Coefficient of \(x^3\) (equals \(\frac{1}{6}f'''(a)\))

Note on Intervals starting at -Infinity: For intervals of the form (-inf, b), the lower bound \(a\) is undefined. In this case, the implementation treats the coordinate term \((x-a)\) as \(0\). Consequently, such intervals must be constant (only intercept is used; slope, quadratic, etc. have no effect). This matches the existing behavior.

Parameter Examples#

Each list item under intervals has a required interval key and optional coefficient keys. Metadata (reference, note) belongs on the date entry mapping, not on individual interval items (see GEP 3).

For piecewise_constant:

intervals:
  - interval: "[a, b)"
    intercept: <number>

For piecewise_linear:

intervals:
  - interval: "[a, b)"
    intercept: <number>  # c_0
    slope: <number>      # c_1

For piecewise_quadratic:

intervals:
  - interval: "[a, b)"
    intercept: <number>   # c_0
    slope: <number>       # c_1
    quadratic: <number>   # c_2

For piecewise_cubic:

intervals:
  - interval: "[a, b)"
    intercept: <number>
    slope: <number>
    quadratic: <number>
    cubic: <number>       # c_3

Internal Representation#

At load time, the intervals list from the YAML is converted to portion’s IntervalDict:

import portion

# YAML input:
# intervals:
#   - interval: "[0, 20)"
#     intercept: 0
#   - interval: "[20, 30)"
#     intercept: 384
#   ...

# Converted to:
params = portion.IntervalDict(
    {
        portion.closedopen(0, 20): {"intercept": 0},
        portion.closedopen(20, 30): {"intercept": 384},
        portion.closedopen(30, 40): {"intercept": 620},
        # ...
        portion.closedopen(100, portion.inf): {"intercept": 2840},
    }
)

Internal Array Representation#

For vectorized execution (e.g., in JAX), the IntervalDict is compiled into dense arrays. To address the usability issues identified in TTSIM #5, the array with coefficients will be standardized to shape (n_intervals, n_coefficients).

[Requirement A] Collect every line of the records that contains the string "positive".
The records that follow have no connection to the piecewise parameter documentation above.

[Given information]
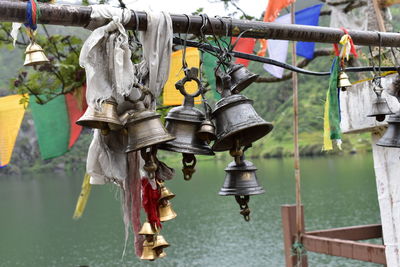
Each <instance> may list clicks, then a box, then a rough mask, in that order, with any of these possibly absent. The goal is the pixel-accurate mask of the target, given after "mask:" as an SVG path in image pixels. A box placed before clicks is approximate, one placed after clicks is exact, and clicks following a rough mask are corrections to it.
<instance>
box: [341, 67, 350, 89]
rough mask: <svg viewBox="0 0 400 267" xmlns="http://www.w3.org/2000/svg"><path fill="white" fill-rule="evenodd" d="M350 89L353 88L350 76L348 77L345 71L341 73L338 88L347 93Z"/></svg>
mask: <svg viewBox="0 0 400 267" xmlns="http://www.w3.org/2000/svg"><path fill="white" fill-rule="evenodd" d="M349 87H351V82H350V80H349V76H347V74H346V73H345V72H344V71H341V72H340V73H339V81H338V88H340V89H341V90H342V91H346V90H347V88H349Z"/></svg>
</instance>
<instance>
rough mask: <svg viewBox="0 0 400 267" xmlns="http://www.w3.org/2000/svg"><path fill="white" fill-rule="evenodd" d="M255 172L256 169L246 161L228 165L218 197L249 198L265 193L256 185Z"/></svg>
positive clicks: (247, 160) (249, 163)
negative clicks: (224, 178) (233, 196)
mask: <svg viewBox="0 0 400 267" xmlns="http://www.w3.org/2000/svg"><path fill="white" fill-rule="evenodd" d="M256 170H257V168H256V167H255V166H254V165H253V163H251V162H250V161H248V160H242V161H241V162H240V163H239V164H237V163H236V162H235V161H232V162H231V163H229V165H228V167H227V168H226V169H225V172H226V176H225V181H224V184H223V186H222V188H221V190H220V191H219V195H221V196H250V195H259V194H262V193H265V190H264V189H263V188H262V186H261V185H260V184H259V183H258V179H257V176H256Z"/></svg>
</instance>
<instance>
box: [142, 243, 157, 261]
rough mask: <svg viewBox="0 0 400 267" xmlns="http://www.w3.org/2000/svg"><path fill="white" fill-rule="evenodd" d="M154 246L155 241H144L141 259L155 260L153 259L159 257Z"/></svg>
mask: <svg viewBox="0 0 400 267" xmlns="http://www.w3.org/2000/svg"><path fill="white" fill-rule="evenodd" d="M153 246H154V242H149V241H147V240H145V241H144V242H143V252H142V255H141V256H140V259H141V260H150V261H153V260H155V259H157V253H156V251H155V250H154V249H153Z"/></svg>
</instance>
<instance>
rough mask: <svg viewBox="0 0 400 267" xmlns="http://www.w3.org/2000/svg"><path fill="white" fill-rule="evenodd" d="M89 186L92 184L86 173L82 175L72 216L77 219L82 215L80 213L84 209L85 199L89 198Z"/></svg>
mask: <svg viewBox="0 0 400 267" xmlns="http://www.w3.org/2000/svg"><path fill="white" fill-rule="evenodd" d="M91 188H92V185H91V184H90V175H89V174H87V173H86V174H85V177H83V182H82V189H81V193H80V195H79V197H78V201H77V202H76V207H75V212H74V215H73V217H72V218H74V219H76V220H77V219H79V218H80V217H82V214H83V212H84V211H85V207H86V203H87V200H88V199H89V195H90V189H91Z"/></svg>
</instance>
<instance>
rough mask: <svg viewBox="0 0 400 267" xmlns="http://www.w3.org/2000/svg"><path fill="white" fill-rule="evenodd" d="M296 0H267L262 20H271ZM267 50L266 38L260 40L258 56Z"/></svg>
mask: <svg viewBox="0 0 400 267" xmlns="http://www.w3.org/2000/svg"><path fill="white" fill-rule="evenodd" d="M295 1H296V0H268V3H267V8H266V9H265V12H264V19H263V21H264V22H272V21H275V19H276V18H277V17H278V16H279V12H280V11H281V10H282V9H283V8H285V7H287V6H289V5H291V4H292V3H294V2H295ZM266 51H267V40H264V39H262V40H260V50H259V51H258V53H257V55H258V56H262V57H263V56H265V53H266Z"/></svg>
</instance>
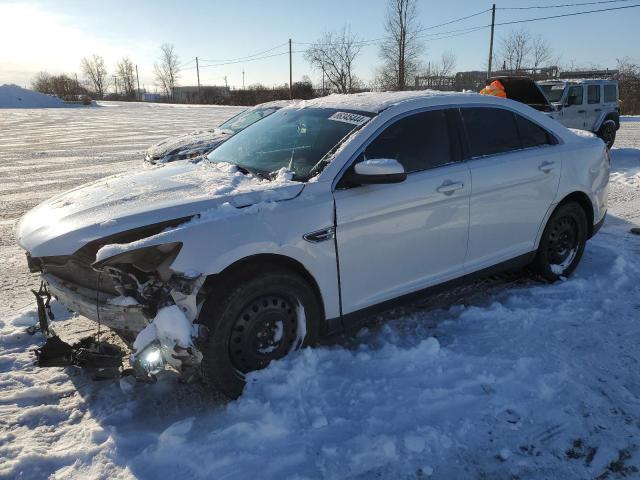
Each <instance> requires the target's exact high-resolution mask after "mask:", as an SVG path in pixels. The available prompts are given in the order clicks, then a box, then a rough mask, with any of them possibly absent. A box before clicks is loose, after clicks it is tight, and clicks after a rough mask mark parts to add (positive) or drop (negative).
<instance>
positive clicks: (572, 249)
mask: <svg viewBox="0 0 640 480" xmlns="http://www.w3.org/2000/svg"><path fill="white" fill-rule="evenodd" d="M586 243H587V216H586V215H585V213H584V210H583V209H582V207H581V206H580V205H579V204H578V203H575V202H568V203H565V204H564V205H560V206H559V207H558V208H557V209H556V211H555V212H553V215H551V218H550V219H549V221H548V222H547V226H546V227H545V229H544V232H543V234H542V238H541V239H540V245H539V246H538V252H537V254H536V258H535V260H534V262H533V267H534V269H535V270H536V271H537V272H538V273H539V274H540V275H541V276H543V277H544V278H546V279H547V280H549V281H552V282H553V281H556V280H558V279H559V278H560V277H567V276H569V275H571V274H572V273H573V271H574V270H575V269H576V267H577V266H578V263H580V259H581V258H582V253H583V252H584V247H585V245H586Z"/></svg>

[Requirement B] Reproduce the piecewise parameter documentation word for word from "For vectorized execution" to "shape (n_intervals, n_coefficients).".

[Expected answer A]
positive clicks: (247, 160) (249, 163)
Each <instance> requires the target's exact high-resolution mask after "mask:", as an SVG path in pixels. The available prompts are given in the order clicks, then a box, then a rough mask, with any of them possibly absent. A box before clicks is loose, after clicks it is tight, and clicks after a rough mask mark parts to add (positive) or drop (negative).
positive clicks: (572, 249)

[Expected answer B]
For vectorized execution (e.g., in JAX), the IntervalDict is compiled into dense arrays. To address the usability issues identified in TTSIM #5, the array with coefficients will be standardized to shape (n_intervals, n_coefficients).